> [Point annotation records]
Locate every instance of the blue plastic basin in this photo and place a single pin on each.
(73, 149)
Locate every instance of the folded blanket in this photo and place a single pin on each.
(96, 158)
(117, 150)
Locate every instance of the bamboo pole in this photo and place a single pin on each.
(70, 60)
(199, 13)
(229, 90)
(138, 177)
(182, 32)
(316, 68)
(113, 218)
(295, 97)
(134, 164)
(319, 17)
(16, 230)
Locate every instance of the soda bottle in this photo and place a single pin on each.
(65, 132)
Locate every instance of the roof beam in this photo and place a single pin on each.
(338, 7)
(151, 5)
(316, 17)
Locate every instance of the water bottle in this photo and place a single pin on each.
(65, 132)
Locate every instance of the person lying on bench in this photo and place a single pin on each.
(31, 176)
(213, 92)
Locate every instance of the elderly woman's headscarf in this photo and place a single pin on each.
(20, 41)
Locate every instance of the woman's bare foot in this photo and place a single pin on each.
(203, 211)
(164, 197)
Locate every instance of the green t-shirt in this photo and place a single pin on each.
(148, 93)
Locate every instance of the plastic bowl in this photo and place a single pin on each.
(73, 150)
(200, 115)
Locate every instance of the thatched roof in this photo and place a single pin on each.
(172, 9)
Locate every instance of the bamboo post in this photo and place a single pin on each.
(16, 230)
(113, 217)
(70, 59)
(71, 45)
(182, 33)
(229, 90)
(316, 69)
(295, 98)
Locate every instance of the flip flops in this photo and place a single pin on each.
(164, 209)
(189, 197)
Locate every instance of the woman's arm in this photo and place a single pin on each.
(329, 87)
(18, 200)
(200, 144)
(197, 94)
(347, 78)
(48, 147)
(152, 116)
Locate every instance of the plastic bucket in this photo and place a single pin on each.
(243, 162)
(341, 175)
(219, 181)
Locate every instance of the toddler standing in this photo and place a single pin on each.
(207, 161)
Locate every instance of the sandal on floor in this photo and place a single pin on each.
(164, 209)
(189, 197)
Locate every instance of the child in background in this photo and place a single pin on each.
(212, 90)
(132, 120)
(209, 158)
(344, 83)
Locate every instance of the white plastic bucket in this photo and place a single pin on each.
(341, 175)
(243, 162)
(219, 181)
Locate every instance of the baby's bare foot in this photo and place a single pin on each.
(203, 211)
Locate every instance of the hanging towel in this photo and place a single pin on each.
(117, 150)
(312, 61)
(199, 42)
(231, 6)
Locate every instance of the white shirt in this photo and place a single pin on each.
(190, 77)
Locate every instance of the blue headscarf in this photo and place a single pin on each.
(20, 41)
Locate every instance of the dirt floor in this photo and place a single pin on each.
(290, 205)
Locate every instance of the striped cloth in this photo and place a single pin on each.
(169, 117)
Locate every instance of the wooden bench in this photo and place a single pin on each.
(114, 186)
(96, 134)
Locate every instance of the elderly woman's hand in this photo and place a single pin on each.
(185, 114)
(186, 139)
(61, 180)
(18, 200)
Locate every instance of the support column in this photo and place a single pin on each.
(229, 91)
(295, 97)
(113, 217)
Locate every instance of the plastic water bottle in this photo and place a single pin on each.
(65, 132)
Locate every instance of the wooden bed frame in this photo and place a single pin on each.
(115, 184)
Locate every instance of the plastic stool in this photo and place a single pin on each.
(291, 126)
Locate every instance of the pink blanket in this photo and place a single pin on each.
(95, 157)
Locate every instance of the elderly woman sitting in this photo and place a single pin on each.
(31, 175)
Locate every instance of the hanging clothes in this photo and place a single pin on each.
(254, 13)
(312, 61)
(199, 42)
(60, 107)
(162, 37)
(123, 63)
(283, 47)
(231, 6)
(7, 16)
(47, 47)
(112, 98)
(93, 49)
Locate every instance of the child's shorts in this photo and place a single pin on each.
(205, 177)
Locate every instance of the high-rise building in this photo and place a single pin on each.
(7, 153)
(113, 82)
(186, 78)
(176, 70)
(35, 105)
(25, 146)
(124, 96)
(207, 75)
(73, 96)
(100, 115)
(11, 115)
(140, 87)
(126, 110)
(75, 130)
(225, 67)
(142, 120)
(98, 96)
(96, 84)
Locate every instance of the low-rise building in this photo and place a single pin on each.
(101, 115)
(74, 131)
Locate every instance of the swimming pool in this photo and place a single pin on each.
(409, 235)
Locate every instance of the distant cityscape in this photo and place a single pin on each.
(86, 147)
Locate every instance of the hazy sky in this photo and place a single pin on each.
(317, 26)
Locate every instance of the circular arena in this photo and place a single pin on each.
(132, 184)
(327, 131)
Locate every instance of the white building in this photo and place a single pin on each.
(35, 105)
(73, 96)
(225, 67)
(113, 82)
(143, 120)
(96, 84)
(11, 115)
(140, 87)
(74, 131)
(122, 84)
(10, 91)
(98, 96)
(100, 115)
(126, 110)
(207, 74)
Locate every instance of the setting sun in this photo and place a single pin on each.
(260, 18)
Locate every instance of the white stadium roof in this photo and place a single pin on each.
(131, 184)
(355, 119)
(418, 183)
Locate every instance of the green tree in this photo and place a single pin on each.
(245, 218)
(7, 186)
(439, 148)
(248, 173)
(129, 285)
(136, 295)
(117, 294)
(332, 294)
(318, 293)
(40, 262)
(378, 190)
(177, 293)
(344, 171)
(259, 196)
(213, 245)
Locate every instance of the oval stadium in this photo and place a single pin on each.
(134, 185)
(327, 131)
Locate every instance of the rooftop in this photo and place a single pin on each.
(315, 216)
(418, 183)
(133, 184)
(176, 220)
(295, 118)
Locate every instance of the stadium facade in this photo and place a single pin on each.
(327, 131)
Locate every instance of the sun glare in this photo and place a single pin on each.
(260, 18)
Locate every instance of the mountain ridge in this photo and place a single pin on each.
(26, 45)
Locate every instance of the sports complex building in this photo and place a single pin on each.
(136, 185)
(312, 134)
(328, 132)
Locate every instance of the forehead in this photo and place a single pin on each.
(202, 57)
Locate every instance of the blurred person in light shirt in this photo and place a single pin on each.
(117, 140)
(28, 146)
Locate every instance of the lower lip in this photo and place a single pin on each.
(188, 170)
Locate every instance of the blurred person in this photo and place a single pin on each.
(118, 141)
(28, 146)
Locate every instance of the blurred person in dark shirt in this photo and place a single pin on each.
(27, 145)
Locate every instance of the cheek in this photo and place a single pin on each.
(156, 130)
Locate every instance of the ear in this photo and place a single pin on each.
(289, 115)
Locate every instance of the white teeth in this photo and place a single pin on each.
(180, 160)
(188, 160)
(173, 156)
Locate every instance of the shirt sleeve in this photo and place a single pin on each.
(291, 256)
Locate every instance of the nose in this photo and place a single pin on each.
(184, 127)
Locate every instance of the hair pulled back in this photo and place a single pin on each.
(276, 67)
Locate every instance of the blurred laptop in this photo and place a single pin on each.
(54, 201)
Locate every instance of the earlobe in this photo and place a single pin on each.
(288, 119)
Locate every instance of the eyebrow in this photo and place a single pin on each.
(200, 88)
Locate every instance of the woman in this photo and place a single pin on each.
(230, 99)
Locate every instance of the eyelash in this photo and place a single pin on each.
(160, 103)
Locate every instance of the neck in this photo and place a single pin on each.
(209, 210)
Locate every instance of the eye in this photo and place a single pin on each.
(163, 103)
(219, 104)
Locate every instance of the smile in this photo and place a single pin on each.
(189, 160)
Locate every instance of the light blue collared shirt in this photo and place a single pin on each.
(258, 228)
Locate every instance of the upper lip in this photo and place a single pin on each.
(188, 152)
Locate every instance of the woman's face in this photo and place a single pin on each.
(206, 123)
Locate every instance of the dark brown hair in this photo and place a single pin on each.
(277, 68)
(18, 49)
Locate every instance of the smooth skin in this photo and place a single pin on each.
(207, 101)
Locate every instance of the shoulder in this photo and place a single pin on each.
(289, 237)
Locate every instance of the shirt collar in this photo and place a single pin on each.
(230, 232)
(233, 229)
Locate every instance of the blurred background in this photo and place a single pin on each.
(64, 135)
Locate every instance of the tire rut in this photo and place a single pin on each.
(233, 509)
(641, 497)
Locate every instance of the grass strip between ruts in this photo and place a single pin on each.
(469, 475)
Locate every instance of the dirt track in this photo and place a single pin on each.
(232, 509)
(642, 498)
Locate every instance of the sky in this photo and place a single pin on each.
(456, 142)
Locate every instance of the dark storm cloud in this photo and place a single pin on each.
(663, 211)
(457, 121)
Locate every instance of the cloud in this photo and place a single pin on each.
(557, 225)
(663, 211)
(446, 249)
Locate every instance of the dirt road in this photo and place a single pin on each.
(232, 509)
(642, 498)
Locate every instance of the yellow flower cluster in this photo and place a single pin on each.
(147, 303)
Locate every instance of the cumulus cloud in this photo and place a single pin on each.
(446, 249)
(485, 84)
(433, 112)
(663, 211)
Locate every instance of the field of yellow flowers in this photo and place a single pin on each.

> [TASK TO CARRY OUT] Arrange the records from the line containing "Locate every instance of the tire" through the last line of the records as a numbered list, leaving out any blank lines.

> [ANSWER TO THE EXERCISE]
1. Locate every instance of the tire rut in this photo and place a single pin on each.
2. (233, 509)
3. (641, 497)
4. Locate every instance of the grass strip between ruts in this photo and place a single pin on each.
5. (469, 475)
6. Locate every instance of the dirt track in this photo and place a single pin on each.
7. (232, 509)
8. (642, 498)
9. Locate every instance of the sky in this photo and place a single pin on each.
10. (456, 142)
11. Locate every instance of the dark storm cloud in this photo and place a single pin on each.
12. (663, 211)
13. (457, 121)
14. Locate every instance of the cloud in this photo and place a single pin on each.
15. (557, 225)
16. (663, 211)
17. (446, 249)
18. Locate every instance of the dirt road in this photo and place a single pin on each.
19. (232, 509)
20. (642, 498)
21. Locate every instance of the yellow flower cluster in this photo and place a single pin on each.
22. (147, 303)
23. Locate every instance of the cumulus cloud in this photo and place a single pin on each.
24. (446, 249)
25. (485, 84)
26. (433, 112)
27. (663, 211)
28. Locate every instance of the field of yellow flowers in this photo and place a single pin on each.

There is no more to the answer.